> _Exercise task_
Rewrite the lines below, changing every "screenshot" to "image" and leaving everything else unchanged. Omit the pictures from your version.

> _Data for this exercise_
-------------------------

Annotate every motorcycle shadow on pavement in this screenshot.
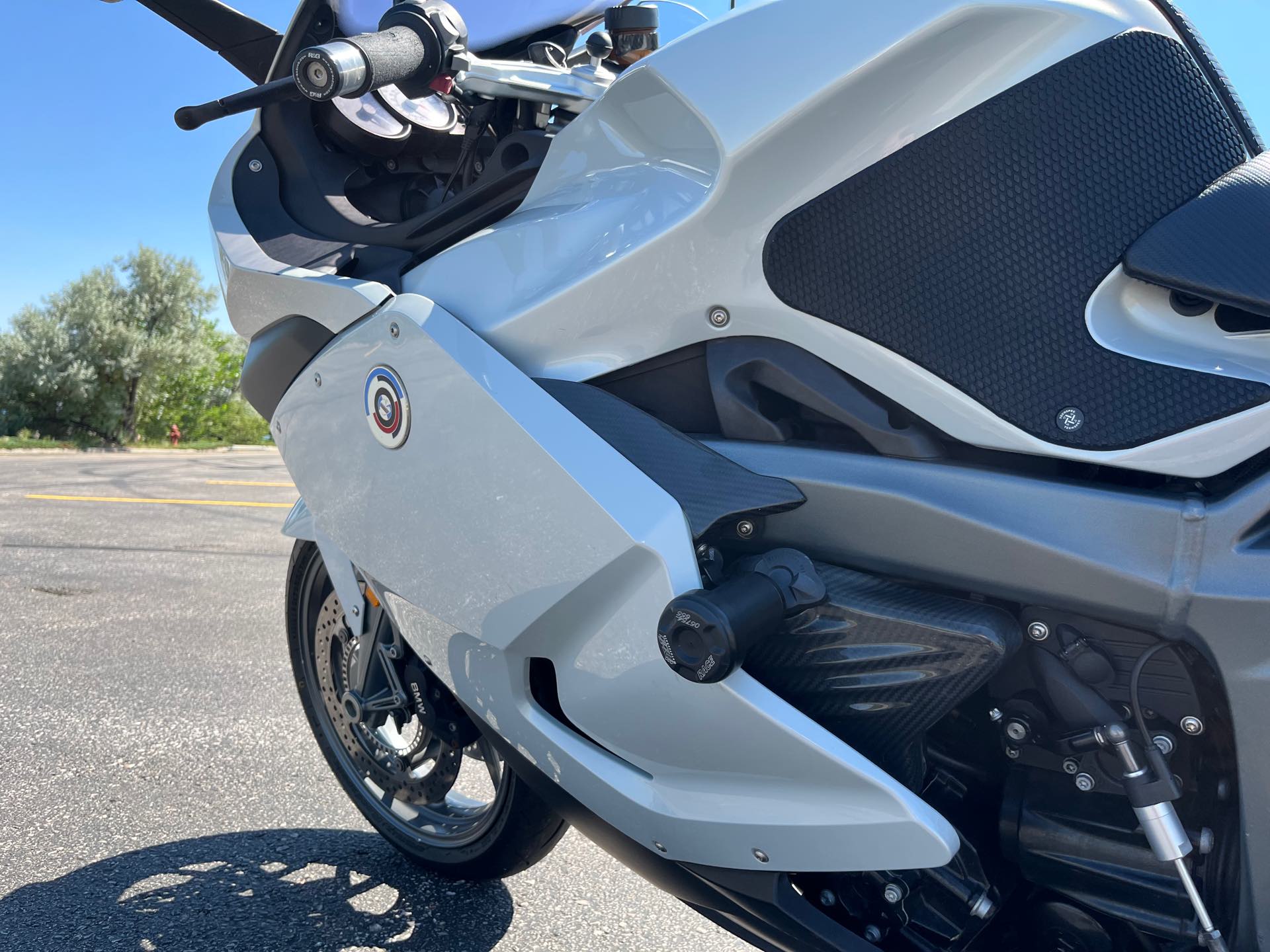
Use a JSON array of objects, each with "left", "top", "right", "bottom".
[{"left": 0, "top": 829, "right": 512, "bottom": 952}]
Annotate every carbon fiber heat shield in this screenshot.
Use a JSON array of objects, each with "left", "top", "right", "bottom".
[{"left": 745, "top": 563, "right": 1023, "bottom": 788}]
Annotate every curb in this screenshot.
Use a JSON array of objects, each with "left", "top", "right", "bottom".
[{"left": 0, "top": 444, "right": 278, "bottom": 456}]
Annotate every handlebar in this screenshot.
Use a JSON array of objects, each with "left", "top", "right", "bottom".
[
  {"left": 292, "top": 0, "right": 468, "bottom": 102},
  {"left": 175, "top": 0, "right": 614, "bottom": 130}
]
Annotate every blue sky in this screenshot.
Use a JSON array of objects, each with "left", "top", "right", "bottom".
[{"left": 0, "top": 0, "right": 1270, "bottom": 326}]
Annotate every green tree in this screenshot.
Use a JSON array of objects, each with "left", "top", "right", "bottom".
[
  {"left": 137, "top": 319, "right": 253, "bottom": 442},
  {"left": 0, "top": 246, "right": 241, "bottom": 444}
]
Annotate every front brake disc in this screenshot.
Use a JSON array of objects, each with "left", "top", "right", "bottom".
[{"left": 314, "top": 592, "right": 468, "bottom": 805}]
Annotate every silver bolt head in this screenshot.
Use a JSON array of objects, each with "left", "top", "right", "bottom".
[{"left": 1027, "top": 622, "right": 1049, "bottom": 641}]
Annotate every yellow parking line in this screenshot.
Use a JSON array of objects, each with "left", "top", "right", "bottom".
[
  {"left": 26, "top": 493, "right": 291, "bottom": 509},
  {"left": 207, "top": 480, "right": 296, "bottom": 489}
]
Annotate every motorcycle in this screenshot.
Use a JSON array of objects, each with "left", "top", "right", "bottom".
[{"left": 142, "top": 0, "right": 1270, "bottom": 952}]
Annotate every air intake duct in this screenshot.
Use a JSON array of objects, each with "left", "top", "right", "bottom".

-------------------------

> _Answer_
Annotate every motorcycle shadow on pavement in this image.
Use a JSON array of objects, each with "left", "top", "right", "bottom".
[{"left": 0, "top": 829, "right": 512, "bottom": 952}]
Annotate every carbon fiber heat shield in this image.
Use a JSON array of objects, each with "left", "top", "right", "bottom".
[{"left": 745, "top": 563, "right": 1023, "bottom": 788}]
Annotate every curb in this image.
Use a JSON array of objects, each with "left", "top", "right", "bottom".
[{"left": 0, "top": 444, "right": 278, "bottom": 456}]
Annotate every handlebar in this image.
Use a JSON array of objects, each with "left", "top", "right", "bottom".
[
  {"left": 292, "top": 0, "right": 468, "bottom": 102},
  {"left": 175, "top": 0, "right": 614, "bottom": 130}
]
Annotate every blue sky in this image.
Use a JSON array of objects, each with "left", "top", "right", "bottom".
[{"left": 0, "top": 0, "right": 1270, "bottom": 326}]
Annotate every green tree in this image.
Use a JSON array of objects, each with "left", "top", "right", "bottom".
[
  {"left": 137, "top": 319, "right": 253, "bottom": 442},
  {"left": 0, "top": 246, "right": 241, "bottom": 444}
]
Annotate every front brake disc in this image.
Use a JSON array of objects, each with "left", "top", "right", "bottom".
[{"left": 314, "top": 592, "right": 468, "bottom": 805}]
Annotate every silver bolt head in this image.
Use a JSON array of objects, each with "left", "top", "right", "bottom".
[{"left": 1027, "top": 622, "right": 1049, "bottom": 641}]
Annotate every yellow parking line in this image.
Use a JSON array of objects, each with "left", "top", "right", "bottom".
[
  {"left": 26, "top": 493, "right": 291, "bottom": 509},
  {"left": 207, "top": 480, "right": 296, "bottom": 489}
]
Annotate every motorcycle in this image.
Use a JSON array of objects, each with "left", "top", "right", "bottom".
[{"left": 142, "top": 0, "right": 1270, "bottom": 952}]
Annotate every air intake duct in this image.
Use a JSON array of objects, each with "left", "top", "right", "bottom".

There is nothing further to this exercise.